(Entries on locating named things)
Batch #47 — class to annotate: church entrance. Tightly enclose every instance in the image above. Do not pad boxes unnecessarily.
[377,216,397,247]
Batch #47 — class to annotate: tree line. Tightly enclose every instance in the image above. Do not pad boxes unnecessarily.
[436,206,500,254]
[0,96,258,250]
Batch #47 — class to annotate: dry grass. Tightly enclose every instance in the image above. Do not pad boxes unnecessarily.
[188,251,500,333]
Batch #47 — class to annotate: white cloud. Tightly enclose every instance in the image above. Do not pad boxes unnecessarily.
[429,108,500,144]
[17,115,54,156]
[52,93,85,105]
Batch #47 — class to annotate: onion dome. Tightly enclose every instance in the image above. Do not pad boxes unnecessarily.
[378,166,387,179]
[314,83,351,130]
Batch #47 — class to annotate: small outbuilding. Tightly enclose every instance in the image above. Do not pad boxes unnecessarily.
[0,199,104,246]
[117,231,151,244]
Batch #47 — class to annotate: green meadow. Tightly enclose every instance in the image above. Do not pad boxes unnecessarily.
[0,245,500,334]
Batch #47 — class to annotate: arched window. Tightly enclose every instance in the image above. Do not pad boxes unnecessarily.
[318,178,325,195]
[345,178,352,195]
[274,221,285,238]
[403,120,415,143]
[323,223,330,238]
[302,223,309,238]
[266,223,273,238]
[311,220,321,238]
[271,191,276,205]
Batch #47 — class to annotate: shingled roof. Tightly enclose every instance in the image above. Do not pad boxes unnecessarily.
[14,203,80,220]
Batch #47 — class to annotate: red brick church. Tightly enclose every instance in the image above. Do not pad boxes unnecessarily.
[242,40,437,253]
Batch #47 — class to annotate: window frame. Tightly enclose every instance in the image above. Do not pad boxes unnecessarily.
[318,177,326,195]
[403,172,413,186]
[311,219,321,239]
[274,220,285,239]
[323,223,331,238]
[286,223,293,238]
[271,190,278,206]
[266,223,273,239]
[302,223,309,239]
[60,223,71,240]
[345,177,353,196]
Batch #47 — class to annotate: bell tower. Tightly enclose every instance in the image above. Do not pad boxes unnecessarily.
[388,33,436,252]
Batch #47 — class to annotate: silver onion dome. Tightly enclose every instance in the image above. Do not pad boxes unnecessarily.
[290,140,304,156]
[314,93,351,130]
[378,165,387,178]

• WORK INSTRUCTIONS
Can you reproduce all the items above in full, renaming "Batch #47" to "Batch #52" wherever it occurs and leaving everything else as it stands?

• THE COMPLETED TASK
Batch #52 — class to annotate: church entrance. Tightly enclose every instance in the image above. Do not pad boxes unnecessarily.
[377,216,397,247]
Batch #52 — class to annotate: tree line. Tightly enclose every instance in the image above. Do not pad boxes unnecessarily.
[436,206,500,254]
[0,96,258,250]
Batch #52 — class to annotate: dry grass. Tightly enclose every instance in the image above. Do not pad boxes unnecessarily.
[188,251,500,333]
Batch #52 — class to annotate: white cloud. Tightly enclose every instance in the image above. Do not pad boxes unnecessarily.
[429,108,500,144]
[17,115,54,156]
[52,93,85,105]
Batch #52 — class to annotate: onion dome. Tightly enclose every instance in the image above. Do not pad boxes unnecessarily.
[378,166,387,179]
[314,83,351,130]
Batch #52 — class to annotate: small outbuilding. Tightly enclose every instance in the image above. Do not pad boxes unnecessarily.
[0,199,104,246]
[117,231,151,244]
Batch #52 — class to annotate: green meadow. Tightly enclose every instance in the image above. Do not pad boxes unnecessarily.
[0,245,500,334]
Batch #52 — class to annotate: arched window. Tightly enclose every instance in the image above. Do not pad boxes unnecessarily.
[318,178,325,195]
[345,178,352,195]
[274,221,285,238]
[403,120,415,143]
[323,223,330,238]
[302,223,309,238]
[266,223,273,238]
[311,220,321,238]
[271,191,276,205]
Batch #52 — class to annotate: shingled roof. Tightly enclose every instance in the image above. Do not pad boxes unnecessarily.
[14,203,80,220]
Batch #52 — class to annotate: red brick church. Tightly enclose every instance in the image above. Do not pad boxes unnecessarily.
[242,40,437,253]
Batch #52 — class to annotate: window frame. Tightly enclose every instance in the image above. Do not pad boxes unnecessarily.
[318,177,326,195]
[403,172,413,186]
[311,219,321,239]
[274,220,285,239]
[323,223,331,238]
[286,223,293,238]
[271,190,278,206]
[266,223,273,239]
[302,223,309,239]
[60,223,71,240]
[345,177,353,196]
Batch #52 — class to annotate: bell tower. Tightly enclose every instance in the image above. Do not pad boxes unnecessarily.
[388,33,436,252]
Batch #52 — class to annotate: silver onion dome. Tightly enclose every instance in the image above. Do not pad boxes unnecessarily.
[290,140,304,156]
[314,93,351,130]
[378,165,387,178]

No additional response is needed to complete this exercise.